THE TASK: Please return every line of the items below as a numbered list, leaving out any blank lines.

DATA SECTION:
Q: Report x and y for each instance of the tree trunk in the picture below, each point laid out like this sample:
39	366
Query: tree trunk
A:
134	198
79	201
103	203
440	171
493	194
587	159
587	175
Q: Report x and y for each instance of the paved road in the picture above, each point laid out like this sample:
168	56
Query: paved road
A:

EXPECTED ANSWER:
1. Q: Report x and y for each instance of the tree trunk in the picture below, each point laid out like this sample:
2. 39	366
3. Query: tree trunk
4. A:
5. 134	198
6. 79	201
7. 103	203
8. 440	171
9. 493	194
10. 587	159
11. 587	175
12. Q: Report x and y for each instance of the paved road in the picture above, each point laid out like this sample:
13. 168	56
14. Query: paved road
15. A:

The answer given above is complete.